* _TEXTE À LIRE_
Les conditions climatiques rendent extrêmement difficile la communication entre les zones reculées de la forêt. La construction d’édifices y est quasi impossible. Franchir les rivières, les torrents ou les vallées est pourtant une nécessité à laquelle les hommes sont contraints. Les Khasi ont su s’adapter à la nature sauvage et dense en créant des réseaux de sentiers, d’escaliers et de ponts. Pour atteindre Nongriat (40 maisons, 200 habitants) village où se trouve un double pont vivant, il faut grimper environ 3 500 marches, environ 700 mètres de dénivelé.
Les ponts vivants traversent les rivières de cette région du plateau du Shillong. Uniques au monde, ils constituent un exemple singulier d’adaptation, d’adéquation de l’être humain à son milieu. L’homme utilise les effets positifs que les conditions climatiques extrêmes produisent pour vaincre les difficultés engendrées par ces mêmes conditions : l’importance des précipitations permet la pousse d’espèces végétales, notamment le Ficus Elastica** qui permet à son tour la construction de ponts permettant de franchir les crues engendrées par ces surabondantes précipitations.
Le Meghalaya comporte plus de 100 ponts vivants. Une dizaine de ponts est connue autour de Nongriat, et du village de Mentirnhote. Les habitants vivent de ce que leur offre la forêt.
Majoritairement chrétiens, les Khasi sont une société matrilinéaire : les femmes héritent des biens et transmettent leurs noms à leurs enfants. Tradition unique en Inde, la tribu Khasi est la plus importante du Meghalaya. Elle représente plus de la moitié des trois millions d’habitants de la région. Les tribus matrilinéaires sont très rares dans le monde, quelques tribus à peine. Les Khasi sont l’exception à la règle d’une société indienne largement dominée par les hommes. L’hypothèse fréquemment retenue est que les guerres fréquentes entre très nombreux petits royaumes locaux faisait craindre aux hommes Khasi l’éradication de leur tribu et les ont décidés à transmettre leur propriété et leurs titres aux femmes.

* _CONSIGNE_
Reprenez le texte sur les Khasi et leurs ponts vivants après sa dernière phrase et poursuivez-le.

* _EXTRAIT DE DONNÉES_
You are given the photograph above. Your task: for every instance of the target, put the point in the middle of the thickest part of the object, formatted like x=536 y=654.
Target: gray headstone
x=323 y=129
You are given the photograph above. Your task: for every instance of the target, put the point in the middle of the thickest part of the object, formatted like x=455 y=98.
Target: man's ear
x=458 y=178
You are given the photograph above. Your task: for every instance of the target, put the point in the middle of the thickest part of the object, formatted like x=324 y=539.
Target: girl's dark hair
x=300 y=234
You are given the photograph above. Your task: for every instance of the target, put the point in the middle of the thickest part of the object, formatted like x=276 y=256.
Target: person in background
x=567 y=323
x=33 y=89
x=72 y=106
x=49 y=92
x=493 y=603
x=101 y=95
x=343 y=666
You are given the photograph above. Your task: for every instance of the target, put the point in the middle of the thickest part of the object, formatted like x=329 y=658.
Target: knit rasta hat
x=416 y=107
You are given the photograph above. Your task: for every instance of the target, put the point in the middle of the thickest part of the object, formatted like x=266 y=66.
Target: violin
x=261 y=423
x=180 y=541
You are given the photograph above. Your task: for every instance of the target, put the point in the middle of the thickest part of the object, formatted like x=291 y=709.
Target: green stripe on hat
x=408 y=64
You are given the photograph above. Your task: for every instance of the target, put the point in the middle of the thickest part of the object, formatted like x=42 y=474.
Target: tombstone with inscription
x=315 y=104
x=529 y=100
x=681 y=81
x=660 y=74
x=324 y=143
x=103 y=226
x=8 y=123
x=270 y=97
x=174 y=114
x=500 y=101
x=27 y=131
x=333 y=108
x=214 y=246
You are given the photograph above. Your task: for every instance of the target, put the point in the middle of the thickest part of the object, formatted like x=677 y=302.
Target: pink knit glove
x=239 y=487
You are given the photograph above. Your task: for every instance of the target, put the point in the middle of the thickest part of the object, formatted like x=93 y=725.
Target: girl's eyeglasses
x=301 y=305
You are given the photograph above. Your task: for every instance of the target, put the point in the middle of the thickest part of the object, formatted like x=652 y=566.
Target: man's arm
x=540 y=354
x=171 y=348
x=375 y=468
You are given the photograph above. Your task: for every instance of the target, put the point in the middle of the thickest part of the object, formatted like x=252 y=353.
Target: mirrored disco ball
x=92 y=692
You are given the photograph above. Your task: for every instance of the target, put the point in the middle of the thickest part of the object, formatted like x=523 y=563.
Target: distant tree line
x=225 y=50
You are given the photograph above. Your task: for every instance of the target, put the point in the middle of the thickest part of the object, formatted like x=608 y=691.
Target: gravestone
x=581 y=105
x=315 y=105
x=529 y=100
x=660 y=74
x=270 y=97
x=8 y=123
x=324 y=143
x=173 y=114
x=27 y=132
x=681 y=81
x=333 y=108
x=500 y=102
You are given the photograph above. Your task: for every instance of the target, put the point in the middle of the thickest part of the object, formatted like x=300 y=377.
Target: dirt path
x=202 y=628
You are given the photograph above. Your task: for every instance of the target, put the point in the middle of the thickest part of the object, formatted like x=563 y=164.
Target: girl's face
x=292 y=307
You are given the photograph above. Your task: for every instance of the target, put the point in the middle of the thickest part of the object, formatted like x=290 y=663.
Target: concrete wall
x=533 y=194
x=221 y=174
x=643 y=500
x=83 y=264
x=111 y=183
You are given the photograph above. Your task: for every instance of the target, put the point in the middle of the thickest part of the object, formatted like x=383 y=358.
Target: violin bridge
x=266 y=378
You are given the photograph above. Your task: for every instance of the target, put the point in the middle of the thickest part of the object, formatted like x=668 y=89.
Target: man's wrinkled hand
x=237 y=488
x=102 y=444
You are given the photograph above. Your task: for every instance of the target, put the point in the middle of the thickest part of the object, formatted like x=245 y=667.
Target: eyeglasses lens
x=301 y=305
* * *
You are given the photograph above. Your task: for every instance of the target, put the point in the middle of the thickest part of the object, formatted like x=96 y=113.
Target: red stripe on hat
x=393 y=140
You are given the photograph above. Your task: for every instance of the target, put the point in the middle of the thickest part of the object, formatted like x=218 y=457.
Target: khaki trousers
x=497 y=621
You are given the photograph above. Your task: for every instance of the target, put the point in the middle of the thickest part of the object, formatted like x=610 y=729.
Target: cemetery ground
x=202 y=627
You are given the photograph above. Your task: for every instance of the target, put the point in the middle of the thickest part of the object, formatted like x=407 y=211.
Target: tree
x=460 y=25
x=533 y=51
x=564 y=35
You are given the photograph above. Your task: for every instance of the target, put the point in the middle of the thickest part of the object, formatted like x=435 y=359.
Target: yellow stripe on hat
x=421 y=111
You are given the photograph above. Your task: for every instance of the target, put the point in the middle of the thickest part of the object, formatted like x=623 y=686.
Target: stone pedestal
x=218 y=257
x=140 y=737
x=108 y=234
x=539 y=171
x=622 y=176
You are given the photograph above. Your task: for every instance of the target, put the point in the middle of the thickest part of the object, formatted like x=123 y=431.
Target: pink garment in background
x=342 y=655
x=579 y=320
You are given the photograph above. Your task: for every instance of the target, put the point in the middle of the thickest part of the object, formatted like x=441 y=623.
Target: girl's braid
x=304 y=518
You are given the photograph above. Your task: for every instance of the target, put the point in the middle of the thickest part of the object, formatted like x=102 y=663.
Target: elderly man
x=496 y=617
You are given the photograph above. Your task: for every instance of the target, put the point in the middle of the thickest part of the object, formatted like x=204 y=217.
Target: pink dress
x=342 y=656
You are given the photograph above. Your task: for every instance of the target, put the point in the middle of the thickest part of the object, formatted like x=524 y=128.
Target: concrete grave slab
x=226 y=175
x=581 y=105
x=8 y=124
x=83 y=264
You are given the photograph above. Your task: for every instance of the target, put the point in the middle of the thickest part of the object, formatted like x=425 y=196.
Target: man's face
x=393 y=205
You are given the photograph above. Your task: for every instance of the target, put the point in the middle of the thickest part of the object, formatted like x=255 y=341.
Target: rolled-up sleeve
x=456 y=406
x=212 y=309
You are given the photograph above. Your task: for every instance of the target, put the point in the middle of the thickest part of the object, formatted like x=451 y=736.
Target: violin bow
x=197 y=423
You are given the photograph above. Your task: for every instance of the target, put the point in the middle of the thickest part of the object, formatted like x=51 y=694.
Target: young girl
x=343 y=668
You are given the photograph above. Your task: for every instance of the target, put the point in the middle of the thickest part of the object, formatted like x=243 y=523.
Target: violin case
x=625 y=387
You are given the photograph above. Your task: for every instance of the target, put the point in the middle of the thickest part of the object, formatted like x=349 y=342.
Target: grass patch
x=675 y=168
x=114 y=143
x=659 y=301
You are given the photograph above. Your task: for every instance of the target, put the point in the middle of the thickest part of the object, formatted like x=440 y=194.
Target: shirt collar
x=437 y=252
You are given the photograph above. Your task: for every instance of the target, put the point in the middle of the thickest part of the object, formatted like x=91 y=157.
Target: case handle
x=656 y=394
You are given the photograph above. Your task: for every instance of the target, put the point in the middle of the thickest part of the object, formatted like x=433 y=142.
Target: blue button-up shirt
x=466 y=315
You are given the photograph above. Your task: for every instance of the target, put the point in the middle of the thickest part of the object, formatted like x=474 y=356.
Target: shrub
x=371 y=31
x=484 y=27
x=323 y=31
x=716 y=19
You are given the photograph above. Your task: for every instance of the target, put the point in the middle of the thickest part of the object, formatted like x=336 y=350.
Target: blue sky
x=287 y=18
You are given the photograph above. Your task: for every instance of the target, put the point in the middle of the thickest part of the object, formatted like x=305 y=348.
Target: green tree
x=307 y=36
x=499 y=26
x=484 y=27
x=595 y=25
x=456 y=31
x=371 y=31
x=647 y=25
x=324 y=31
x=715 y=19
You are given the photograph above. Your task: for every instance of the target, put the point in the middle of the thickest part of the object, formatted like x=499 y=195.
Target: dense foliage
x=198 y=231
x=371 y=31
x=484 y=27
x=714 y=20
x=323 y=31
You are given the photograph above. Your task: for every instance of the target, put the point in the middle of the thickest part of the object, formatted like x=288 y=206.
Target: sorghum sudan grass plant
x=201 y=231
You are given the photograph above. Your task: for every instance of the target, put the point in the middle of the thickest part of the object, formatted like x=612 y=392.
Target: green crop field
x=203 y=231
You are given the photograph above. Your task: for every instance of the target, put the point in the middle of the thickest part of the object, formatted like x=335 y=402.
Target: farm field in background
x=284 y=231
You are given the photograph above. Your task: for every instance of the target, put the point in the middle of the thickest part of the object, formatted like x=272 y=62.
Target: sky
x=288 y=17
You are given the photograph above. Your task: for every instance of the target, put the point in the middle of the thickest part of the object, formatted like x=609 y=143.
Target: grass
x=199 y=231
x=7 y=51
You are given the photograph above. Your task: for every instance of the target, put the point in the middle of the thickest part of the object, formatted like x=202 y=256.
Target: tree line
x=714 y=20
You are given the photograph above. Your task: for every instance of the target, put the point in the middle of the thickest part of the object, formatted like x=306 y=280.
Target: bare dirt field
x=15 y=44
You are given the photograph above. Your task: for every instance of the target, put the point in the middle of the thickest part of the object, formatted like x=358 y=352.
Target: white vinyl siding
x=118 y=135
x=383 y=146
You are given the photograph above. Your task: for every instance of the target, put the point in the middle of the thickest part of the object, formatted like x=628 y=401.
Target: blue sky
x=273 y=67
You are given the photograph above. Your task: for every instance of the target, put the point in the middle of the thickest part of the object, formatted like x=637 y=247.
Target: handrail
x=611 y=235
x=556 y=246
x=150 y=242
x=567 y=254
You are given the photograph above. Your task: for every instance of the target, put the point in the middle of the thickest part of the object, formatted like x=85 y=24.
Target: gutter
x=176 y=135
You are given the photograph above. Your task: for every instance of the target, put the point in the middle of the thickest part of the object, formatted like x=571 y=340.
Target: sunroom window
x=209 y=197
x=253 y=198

* _RÉPONSE_
2. Les ponts vivants
Les Khasi ont mis au point l’ingénieuse technique des ponts vivants. Depuis plus de 500 ans, les racines des arbres sont utilisées pour fabriquer les passerelles naturelles qui permettent de traverser les cours d’eau rapides et tumultueux et ainsi relier les villages isolés. Cette tradition et cette technique sont uniques au monde.
2.1. La technique est la suivante :
– Plantation d’arbres de part et d’autre de l’espace à franchir dans cette zone chaude et humide.
– Construction d’une structure en bambou entre les troncs
– Étirement autour de la structure de jeunes racines aériennes de caoutchouc (Ficus Elastica** ). Elles ont la particularité de pousser à l’air libre, nourries et renforcées par la riche humidité de la région et la pourriture progressive des bambous qui en constituent le squelette provisoire autour duquel les racines vont devenir de plus en plus fortes et épaisses. Les puissantes racines proviennent du haut du tronc, peuvent se développer au sommet d’énormes rochers le long des berges ou même au milieu du cours d’eau.
– Utilisation de troncs de palmiers de bétel (Areca catechu ). Les Khasi les fendent et rabotent l’intérieur afin de créer des guides qui orienteront les racines. Les troncs d’arbres à noix de bétel empêchent les racines du Ficus Elastica** de pousser vers l’extérieur jusqu’à ce qu’elles se rejoignent à mi-chemin. Ensuite, avec ingéniosité et expérience, les Khasi les entrelacent, formant des ouvrages en mailles de racines aussi spectaculaires que résistants. Parvenues de l’autre côté de la rivière, elles peuvent alors prendre à nouveau racine dans le sol. Avec le temps, un robuste pont vivant est construit naturellement. Les racines poussent, se renforcent, s’emmêlent et consolident le tout.
2.2. Un pont vivant, toujours en croissance.
- Pas un seul clou, aucun élément métallique, les ponts ne sont constitués que de matière naturelle et vivante.
- Les ponts vivants sont en croissance constante. Certains font plus de 30 mètres de long. En 35 à 40 ans, ils deviennent suffisamment solides pour soutenir le poids de 50 personnes ou plus.
- Certains de ces ponts, utilisés quotidiennement par les habitants des villages situés autour de Cherrapunji ont 600 ou 700 ans.
Contrairement à la plupart des constructions, le temps les rend de plus en plus solides face aux inondations et intempéries que connait la région.
2.3. Témoignages :
« Nos aïeux ont planté cet arbre, leur objectif était de construire un pont pour traverser la rivière. Ce chemin mène à un autre village, Mawlynnong, nous avons donc besoin de traverser cette rivière, il faudra environ 40 à 45 ans, le temps que l’arbre à caoutchouc grandisse, on ne pourra donc franchir ce pont que dans 45 ans, quand les racines auront poussé »
Un travail minutieux, un exercice de patience. L’humidité assouplit les racines du Ficus Elastica** rendant ainsi plus facile leur orientation et leur nouage.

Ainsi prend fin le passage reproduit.